◆ Study text:
*** Block opens ***
Repeated sequences in bacterial genomes
Bias in the frequency of short nucleotide sequences (1999-2001)


Elhai J (2001). Determination of bias in the relative abundance of oligonucleotides in DNA sequences. J Comp Biol 8:151-175.

Vogel S, Hoke K, Elhai J (2001) Appendix: Simplified expressions of a measure of compositional bias. J Comp Biol 8:170-175.

Short DNA sequences are not equally likely and randomly disposed in our genomes -- if they were, we wouldn't be having this conversation. However, the degree of bias of short sequences (underrepresentation or overrepresentation with respect to chance) is not great in bacterial genomes. In E. coli (Figure 1), the bias of most 6-nucleotide sequences is confined to a narrow range centered around 1 (same frequency as chance). The story is different for a small fraction of these sequences, those that are palindromes. Palindromes are double-stranded sequences that read the same left-to-right (5' to 3') as right-to-left (5' to 3') and are often the target of proteins that bind DNA. Palindromic hexamers are decidedly biased towards underrepresentation.
*** Block closes ***
◆ Problems and tasks:
**a)** Transcribe the nucleotide-bias text from "Vogel S, Hoke" up to and including "biased towards underrepresentation.".
**b)** In the nucleotide-bias text, which way are palindromic hexamers biased?
The listing is separate material, unconnected to the nucleotide-bias text.

◆ Excerpted records:
*** Block opens ***
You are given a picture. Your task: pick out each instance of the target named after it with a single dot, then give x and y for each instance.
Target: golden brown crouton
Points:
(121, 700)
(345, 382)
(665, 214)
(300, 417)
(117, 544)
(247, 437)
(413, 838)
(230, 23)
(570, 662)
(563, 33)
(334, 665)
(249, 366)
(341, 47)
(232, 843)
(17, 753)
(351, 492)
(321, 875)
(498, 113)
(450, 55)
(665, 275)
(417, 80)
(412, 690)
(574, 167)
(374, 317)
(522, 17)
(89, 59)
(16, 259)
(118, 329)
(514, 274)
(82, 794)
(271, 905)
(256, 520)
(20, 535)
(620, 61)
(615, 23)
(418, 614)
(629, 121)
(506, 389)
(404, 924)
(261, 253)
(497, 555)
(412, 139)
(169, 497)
*** Block closes ***
◆ Exercise answers:
**a)**
Vogel S, Hoke K, Elhai J (2001) Appendix: Simplified expressions of a measure of compositional bias. J Comp Biol 8:170-175.

Short DNA sequences are not equally likely and randomly disposed in our genomes -- if they were, we wouldn't be having this conversation. However, the degree of bias of short sequences (underrepresentation or overrepresentation with respect to chance) is not great in bacterial genomes. In E. coli (Figure 1), the bias of most 6-nucleotide sequences is confined to a narrow range centered around 1 (same frequency as chance). The story is different for a small fraction of these sequences, those that are palindromes. Palindromes are double-stranded sequences that read the same left-to-right (5' to 3') as right-to-left (5' to 3') and are often the target of proteins that bind DNA. Palindromic hexamers are decidedly biased towards underrepresentation.

**b)** They are decidedly biased toward underrepresentation.